**YOUR OBJECTIVE**
Could you rewrite every line of the entries below as a Markdown table with the columns Row and Line, numbering each row and skipping blank lines?

**SOURCE RECORDS**
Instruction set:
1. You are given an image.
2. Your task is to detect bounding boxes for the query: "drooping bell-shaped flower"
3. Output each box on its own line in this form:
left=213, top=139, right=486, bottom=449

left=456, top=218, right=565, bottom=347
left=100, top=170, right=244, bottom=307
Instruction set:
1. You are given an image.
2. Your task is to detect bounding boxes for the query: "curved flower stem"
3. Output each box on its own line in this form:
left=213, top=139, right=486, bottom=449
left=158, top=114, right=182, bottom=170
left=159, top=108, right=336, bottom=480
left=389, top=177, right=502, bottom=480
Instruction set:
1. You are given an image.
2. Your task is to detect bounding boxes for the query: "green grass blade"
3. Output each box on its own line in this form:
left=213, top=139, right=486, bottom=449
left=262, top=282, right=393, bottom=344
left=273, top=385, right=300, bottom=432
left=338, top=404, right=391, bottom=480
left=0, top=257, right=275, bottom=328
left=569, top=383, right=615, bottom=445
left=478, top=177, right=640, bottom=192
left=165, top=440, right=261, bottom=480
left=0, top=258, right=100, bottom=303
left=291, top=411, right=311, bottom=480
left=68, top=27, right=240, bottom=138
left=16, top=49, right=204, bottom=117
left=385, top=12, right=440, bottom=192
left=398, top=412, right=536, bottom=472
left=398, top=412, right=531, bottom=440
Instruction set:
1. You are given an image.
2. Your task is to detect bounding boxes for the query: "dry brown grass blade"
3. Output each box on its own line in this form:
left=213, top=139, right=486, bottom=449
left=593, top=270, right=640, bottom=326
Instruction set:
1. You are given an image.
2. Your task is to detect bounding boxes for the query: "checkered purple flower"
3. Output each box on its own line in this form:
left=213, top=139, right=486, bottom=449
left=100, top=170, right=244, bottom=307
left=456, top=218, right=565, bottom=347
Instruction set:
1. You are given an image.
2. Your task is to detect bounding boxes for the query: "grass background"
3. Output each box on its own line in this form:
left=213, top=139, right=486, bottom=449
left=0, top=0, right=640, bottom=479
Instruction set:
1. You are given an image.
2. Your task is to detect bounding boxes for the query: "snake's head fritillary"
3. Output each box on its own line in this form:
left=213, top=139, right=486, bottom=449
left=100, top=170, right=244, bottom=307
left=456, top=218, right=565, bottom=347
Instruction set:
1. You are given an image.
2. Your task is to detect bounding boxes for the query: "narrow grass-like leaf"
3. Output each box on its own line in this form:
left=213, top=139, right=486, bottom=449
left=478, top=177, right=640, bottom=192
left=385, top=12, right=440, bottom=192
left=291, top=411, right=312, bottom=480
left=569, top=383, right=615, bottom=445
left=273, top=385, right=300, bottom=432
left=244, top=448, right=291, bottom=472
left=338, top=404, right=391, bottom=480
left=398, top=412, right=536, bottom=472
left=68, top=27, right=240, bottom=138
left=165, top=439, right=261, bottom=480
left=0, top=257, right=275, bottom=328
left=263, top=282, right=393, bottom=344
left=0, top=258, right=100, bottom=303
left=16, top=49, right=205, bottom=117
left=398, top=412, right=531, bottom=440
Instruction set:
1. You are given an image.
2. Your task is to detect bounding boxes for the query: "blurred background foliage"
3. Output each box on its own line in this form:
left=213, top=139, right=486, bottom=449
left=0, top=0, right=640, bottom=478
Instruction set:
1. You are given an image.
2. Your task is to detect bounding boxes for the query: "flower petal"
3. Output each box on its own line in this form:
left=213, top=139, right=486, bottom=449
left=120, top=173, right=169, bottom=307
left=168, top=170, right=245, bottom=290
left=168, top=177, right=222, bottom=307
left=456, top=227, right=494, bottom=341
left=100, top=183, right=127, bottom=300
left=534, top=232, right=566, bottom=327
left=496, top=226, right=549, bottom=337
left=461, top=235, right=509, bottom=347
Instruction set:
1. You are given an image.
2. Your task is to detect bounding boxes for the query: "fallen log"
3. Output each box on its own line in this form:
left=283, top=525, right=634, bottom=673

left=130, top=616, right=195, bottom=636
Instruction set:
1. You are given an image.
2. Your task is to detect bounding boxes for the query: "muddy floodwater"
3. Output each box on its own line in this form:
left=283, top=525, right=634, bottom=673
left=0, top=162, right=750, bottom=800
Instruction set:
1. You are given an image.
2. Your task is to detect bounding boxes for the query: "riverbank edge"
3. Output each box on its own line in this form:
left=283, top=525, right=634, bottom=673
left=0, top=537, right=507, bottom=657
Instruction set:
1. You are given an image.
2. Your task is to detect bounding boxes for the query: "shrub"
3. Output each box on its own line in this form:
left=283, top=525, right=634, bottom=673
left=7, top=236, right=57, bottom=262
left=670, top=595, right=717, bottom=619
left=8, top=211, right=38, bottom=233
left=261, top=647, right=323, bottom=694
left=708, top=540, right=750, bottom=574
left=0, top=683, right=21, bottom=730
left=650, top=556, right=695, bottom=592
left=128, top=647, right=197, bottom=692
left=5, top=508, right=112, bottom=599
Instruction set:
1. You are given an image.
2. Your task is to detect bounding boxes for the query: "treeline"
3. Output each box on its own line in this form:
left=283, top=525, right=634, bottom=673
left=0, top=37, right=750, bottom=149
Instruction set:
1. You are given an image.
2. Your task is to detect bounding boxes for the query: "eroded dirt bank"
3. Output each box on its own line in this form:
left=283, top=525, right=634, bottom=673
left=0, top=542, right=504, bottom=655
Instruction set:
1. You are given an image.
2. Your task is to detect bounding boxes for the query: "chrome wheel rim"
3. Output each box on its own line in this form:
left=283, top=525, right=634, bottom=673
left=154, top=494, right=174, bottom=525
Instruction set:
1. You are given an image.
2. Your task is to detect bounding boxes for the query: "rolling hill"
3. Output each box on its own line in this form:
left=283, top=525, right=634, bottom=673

**EXERCISE OUTPUT**
| Row | Line |
|---|---|
| 1 | Instruction set: |
| 2 | 1. You are given an image. |
| 3 | 2. Your task is to detect bounding boxes for the query: "drooping bell-shaped flower" |
| 4 | 3. Output each box on its own line in this form: |
| 5 | left=213, top=139, right=486, bottom=449 |
| 6 | left=456, top=218, right=565, bottom=347 |
| 7 | left=100, top=170, right=244, bottom=307 |
| 8 | Instruction set: |
| 9 | 1. You are given an image. |
| 10 | 2. Your task is to detect bounding boxes for the query: "curved flower stem" |
| 11 | 3. Output each box on its own line in this form: |
| 12 | left=213, top=139, right=486, bottom=449 |
| 13 | left=158, top=114, right=182, bottom=170 |
| 14 | left=159, top=108, right=336, bottom=480 |
| 15 | left=389, top=177, right=502, bottom=480 |
| 16 | Instruction set: |
| 17 | 1. You are given an image. |
| 18 | 2. Your task is to detect bounding boxes for the query: "green grass blade" |
| 19 | 3. Output each box on its own line in this form: |
| 20 | left=213, top=139, right=486, bottom=449 |
| 21 | left=262, top=282, right=393, bottom=344 |
| 22 | left=273, top=385, right=300, bottom=432 |
| 23 | left=338, top=404, right=391, bottom=480 |
| 24 | left=0, top=257, right=275, bottom=328 |
| 25 | left=569, top=383, right=615, bottom=445 |
| 26 | left=478, top=177, right=640, bottom=192 |
| 27 | left=165, top=440, right=261, bottom=480 |
| 28 | left=0, top=258, right=100, bottom=303 |
| 29 | left=291, top=411, right=311, bottom=480 |
| 30 | left=68, top=27, right=240, bottom=138 |
| 31 | left=16, top=49, right=204, bottom=117 |
| 32 | left=385, top=12, right=440, bottom=192 |
| 33 | left=398, top=412, right=536, bottom=472 |
| 34 | left=398, top=412, right=531, bottom=440 |
| 35 | Instruction set: |
| 36 | 1. You are given an image. |
| 37 | 2. Your task is to detect bounding boxes for the query: "dry brown grass blade" |
| 38 | 3. Output each box on its own line in this form: |
| 39 | left=213, top=139, right=486, bottom=449 |
| 40 | left=593, top=270, right=640, bottom=326 |
| 41 | Instruction set: |
| 42 | 1. You are given an image. |
| 43 | 2. Your task is to detect bounding boxes for the query: "checkered purple flower" |
| 44 | 3. Output each box on its own line in this form: |
| 45 | left=213, top=139, right=486, bottom=449 |
| 46 | left=100, top=170, right=244, bottom=307 |
| 47 | left=456, top=218, right=565, bottom=347 |
| 48 | Instruction set: |
| 49 | 1. You are given an image. |
| 50 | 2. Your task is to detect bounding boxes for the query: "grass background" |
| 51 | 3. Output each box on its own line in this form: |
| 52 | left=213, top=139, right=486, bottom=449 |
| 53 | left=0, top=0, right=640, bottom=479 |
| 54 | Instruction set: |
| 55 | 1. You are given an image. |
| 56 | 2. Your task is to detect bounding boxes for the query: "snake's head fritillary" |
| 57 | 3. Output each box on its own line in this form: |
| 58 | left=213, top=139, right=486, bottom=449 |
| 59 | left=100, top=170, right=244, bottom=307 |
| 60 | left=456, top=218, right=565, bottom=347 |
| 61 | Instruction set: |
| 62 | 1. You are given an image. |
| 63 | 2. Your task is to detect bounding boxes for the query: "narrow grass-like leaf" |
| 64 | 3. Output each box on its own line in this form: |
| 65 | left=213, top=139, right=486, bottom=449 |
| 66 | left=478, top=177, right=640, bottom=192 |
| 67 | left=385, top=12, right=440, bottom=192 |
| 68 | left=291, top=411, right=312, bottom=480 |
| 69 | left=569, top=383, right=615, bottom=445 |
| 70 | left=273, top=385, right=300, bottom=432 |
| 71 | left=244, top=448, right=291, bottom=472 |
| 72 | left=338, top=404, right=391, bottom=480 |
| 73 | left=398, top=412, right=536, bottom=472 |
| 74 | left=68, top=27, right=240, bottom=138 |
| 75 | left=165, top=439, right=261, bottom=480 |
| 76 | left=0, top=257, right=275, bottom=328 |
| 77 | left=263, top=282, right=393, bottom=344 |
| 78 | left=0, top=258, right=100, bottom=303 |
| 79 | left=16, top=49, right=205, bottom=117 |
| 80 | left=398, top=412, right=531, bottom=440 |
| 81 | Instruction set: |
| 82 | 1. You are given an image. |
| 83 | 2. Your task is to detect bounding boxes for the query: "blurred background foliage" |
| 84 | 3. Output each box on its own line in this form: |
| 85 | left=213, top=139, right=486, bottom=449 |
| 86 | left=0, top=0, right=640, bottom=478 |
| 87 | Instruction set: |
| 88 | 1. You are given an image. |
| 89 | 2. Your task is to detect bounding boxes for the query: "flower petal" |
| 90 | 3. Output each box on its own line in this form: |
| 91 | left=213, top=139, right=486, bottom=449 |
| 92 | left=120, top=173, right=169, bottom=307 |
| 93 | left=168, top=170, right=245, bottom=290 |
| 94 | left=168, top=177, right=222, bottom=307 |
| 95 | left=456, top=227, right=494, bottom=341 |
| 96 | left=100, top=183, right=127, bottom=300 |
| 97 | left=534, top=232, right=566, bottom=327 |
| 98 | left=496, top=226, right=549, bottom=337 |
| 99 | left=461, top=235, right=509, bottom=347 |
| 100 | Instruction set: |
| 101 | 1. You are given an image. |
| 102 | 2. Your task is to detect bounding boxes for the query: "fallen log" |
| 103 | 3. Output each box on its own line in this form: |
| 104 | left=283, top=525, right=634, bottom=673 |
| 105 | left=130, top=616, right=195, bottom=636 |
| 106 | Instruction set: |
| 107 | 1. You are given an image. |
| 108 | 2. Your task is to detect bounding boxes for the query: "muddy floodwater" |
| 109 | 3. Output each box on its own line in this form: |
| 110 | left=283, top=525, right=634, bottom=673 |
| 111 | left=0, top=162, right=750, bottom=800 |
| 112 | Instruction set: |
| 113 | 1. You are given an image. |
| 114 | 2. Your task is to detect bounding boxes for the query: "riverbank edge" |
| 115 | 3. Output each box on its own line in this form: |
| 116 | left=283, top=525, right=634, bottom=673 |
| 117 | left=0, top=537, right=507, bottom=657 |
| 118 | Instruction set: |
| 119 | 1. You are given an image. |
| 120 | 2. Your task is to detect bounding boxes for the query: "shrub" |
| 121 | 3. Output each box on its own line in this form: |
| 122 | left=283, top=525, right=634, bottom=673 |
| 123 | left=7, top=236, right=57, bottom=262 |
| 124 | left=670, top=595, right=717, bottom=619 |
| 125 | left=8, top=211, right=38, bottom=233 |
| 126 | left=261, top=647, right=323, bottom=694 |
| 127 | left=708, top=540, right=750, bottom=574 |
| 128 | left=0, top=683, right=21, bottom=730 |
| 129 | left=650, top=556, right=695, bottom=592 |
| 130 | left=128, top=647, right=197, bottom=692 |
| 131 | left=5, top=508, right=112, bottom=599 |
| 132 | Instruction set: |
| 133 | 1. You are given an image. |
| 134 | 2. Your task is to detect bounding boxes for the query: "treeline" |
| 135 | 3. Output each box on its own line in this form: |
| 136 | left=283, top=525, right=634, bottom=673 |
| 137 | left=0, top=37, right=750, bottom=149 |
| 138 | Instruction set: |
| 139 | 1. You are given an image. |
| 140 | 2. Your task is to detect bounding boxes for the query: "eroded dirt bank" |
| 141 | 3. Output each box on its own line in this form: |
| 142 | left=283, top=525, right=634, bottom=673 |
| 143 | left=0, top=542, right=504, bottom=655 |
| 144 | Instruction set: |
| 145 | 1. You are given an image. |
| 146 | 2. Your task is to detect bounding boxes for the query: "chrome wheel rim" |
| 147 | 3. Output each box on its own line in this form: |
| 148 | left=283, top=525, right=634, bottom=673 |
| 149 | left=154, top=494, right=174, bottom=525 |
| 150 | Instruction set: |
| 151 | 1. You are given an image. |
| 152 | 2. Your task is to detect bounding boxes for the query: "rolling hill" |
| 153 | 3. Output each box on its own line in this form: |
| 154 | left=283, top=525, right=634, bottom=673 |